→ Directions
Below, find the line containing "Expected: one point per instance of the blue" and the line containing "Expected: one point per instance of the ground, each"; reproduce exactly those two and every line between them, omitting pictures.

Referring expression data
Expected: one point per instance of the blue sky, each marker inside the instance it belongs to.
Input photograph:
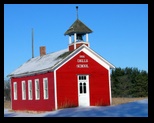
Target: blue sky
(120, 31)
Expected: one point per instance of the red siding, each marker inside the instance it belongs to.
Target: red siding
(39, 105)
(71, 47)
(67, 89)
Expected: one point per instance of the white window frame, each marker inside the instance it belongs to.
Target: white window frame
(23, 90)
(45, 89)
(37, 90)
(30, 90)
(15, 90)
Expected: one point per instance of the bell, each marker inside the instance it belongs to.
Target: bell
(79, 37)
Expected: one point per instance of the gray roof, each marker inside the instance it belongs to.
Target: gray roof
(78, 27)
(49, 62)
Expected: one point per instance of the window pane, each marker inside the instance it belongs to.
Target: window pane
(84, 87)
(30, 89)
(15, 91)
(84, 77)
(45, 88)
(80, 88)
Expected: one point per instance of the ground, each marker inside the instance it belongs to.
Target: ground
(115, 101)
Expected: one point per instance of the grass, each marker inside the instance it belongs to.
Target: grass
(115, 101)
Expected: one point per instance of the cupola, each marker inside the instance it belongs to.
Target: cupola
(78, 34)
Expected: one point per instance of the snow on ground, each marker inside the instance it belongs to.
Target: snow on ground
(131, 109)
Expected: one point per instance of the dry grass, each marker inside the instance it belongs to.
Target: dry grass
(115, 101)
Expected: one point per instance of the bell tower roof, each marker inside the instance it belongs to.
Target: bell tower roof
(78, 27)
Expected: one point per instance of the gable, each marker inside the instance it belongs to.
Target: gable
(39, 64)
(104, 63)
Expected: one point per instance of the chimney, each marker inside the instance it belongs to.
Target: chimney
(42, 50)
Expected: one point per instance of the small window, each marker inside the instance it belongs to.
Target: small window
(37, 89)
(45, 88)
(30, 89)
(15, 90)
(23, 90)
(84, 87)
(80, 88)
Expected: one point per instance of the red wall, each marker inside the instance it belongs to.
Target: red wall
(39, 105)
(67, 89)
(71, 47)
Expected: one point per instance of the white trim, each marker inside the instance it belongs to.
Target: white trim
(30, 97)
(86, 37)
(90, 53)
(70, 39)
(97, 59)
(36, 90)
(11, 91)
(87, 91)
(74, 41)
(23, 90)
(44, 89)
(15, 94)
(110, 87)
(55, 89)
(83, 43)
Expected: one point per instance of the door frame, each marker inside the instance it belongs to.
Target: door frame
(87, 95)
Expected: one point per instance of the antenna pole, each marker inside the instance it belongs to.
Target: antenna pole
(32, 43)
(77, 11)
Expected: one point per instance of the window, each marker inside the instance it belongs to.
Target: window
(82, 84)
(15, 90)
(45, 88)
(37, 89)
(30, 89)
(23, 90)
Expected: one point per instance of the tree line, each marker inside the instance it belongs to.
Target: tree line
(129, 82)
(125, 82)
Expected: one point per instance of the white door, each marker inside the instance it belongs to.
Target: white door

---

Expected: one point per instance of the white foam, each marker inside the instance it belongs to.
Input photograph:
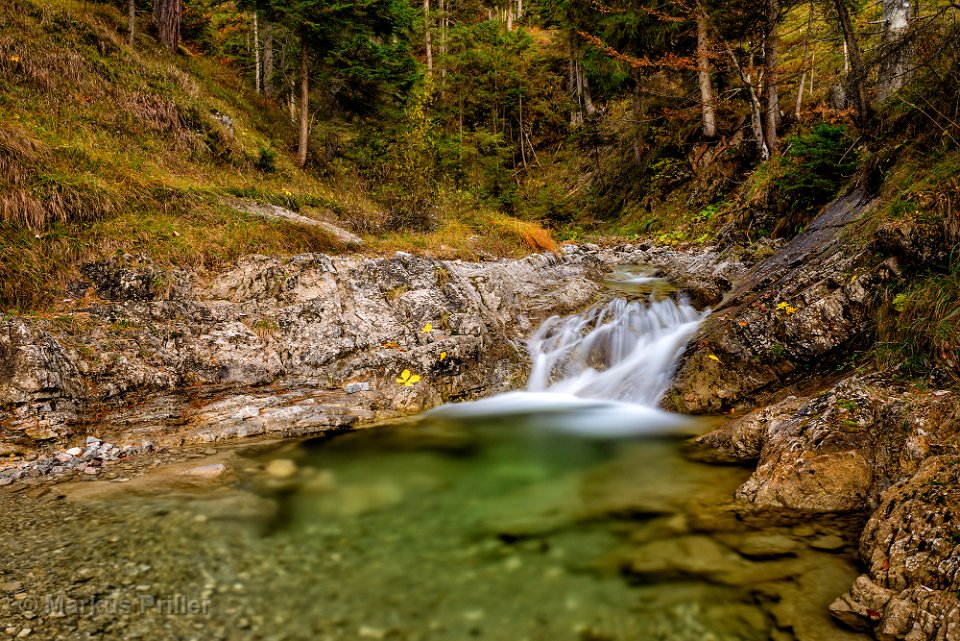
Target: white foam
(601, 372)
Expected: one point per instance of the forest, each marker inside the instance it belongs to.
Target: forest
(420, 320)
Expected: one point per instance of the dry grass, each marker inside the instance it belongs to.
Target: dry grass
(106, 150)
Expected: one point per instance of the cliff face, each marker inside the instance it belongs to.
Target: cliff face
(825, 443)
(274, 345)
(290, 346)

==

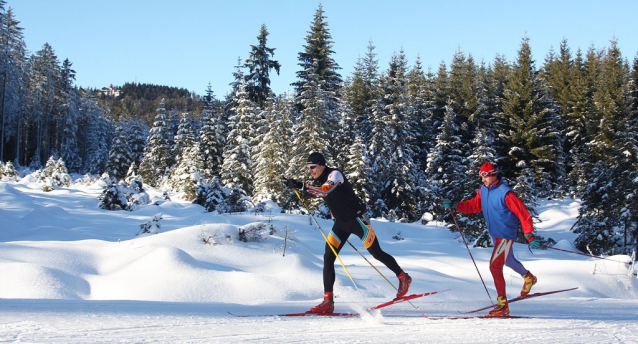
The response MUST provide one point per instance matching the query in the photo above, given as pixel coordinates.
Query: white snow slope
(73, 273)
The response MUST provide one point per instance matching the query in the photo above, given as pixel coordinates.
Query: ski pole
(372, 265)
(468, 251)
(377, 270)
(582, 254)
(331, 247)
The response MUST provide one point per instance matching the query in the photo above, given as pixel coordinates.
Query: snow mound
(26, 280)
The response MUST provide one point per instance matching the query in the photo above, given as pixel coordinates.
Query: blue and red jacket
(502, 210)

→ Finished task
Expected: one point per instance of the blue sky, each marker inside the instance it belongs to.
Input photograph:
Target: blue sky
(120, 31)
Expected: one point per instance of the red siding, each marker inside the instance it belongs to.
Target: red siding
(39, 105)
(71, 47)
(67, 89)
Expected: one point per instance of the white window frame, each marker inside the instance it belongs to.
Target: white window frame
(23, 90)
(45, 89)
(37, 90)
(30, 90)
(15, 90)
Expected: one point per instance of the bell, each marker inside the instance it belongs to.
Target: bell
(79, 37)
Expected: one point per instance of the gray roof, each marker inside the instance it belongs to.
Target: gray roof
(78, 27)
(49, 62)
Expected: one point per instance of the window pane, each marker inside the instance it belongs to.
Target: window pane
(84, 87)
(30, 89)
(15, 91)
(84, 77)
(45, 88)
(80, 88)
Expected: one point per instance of the ground, each marker inside the instance it belongs to.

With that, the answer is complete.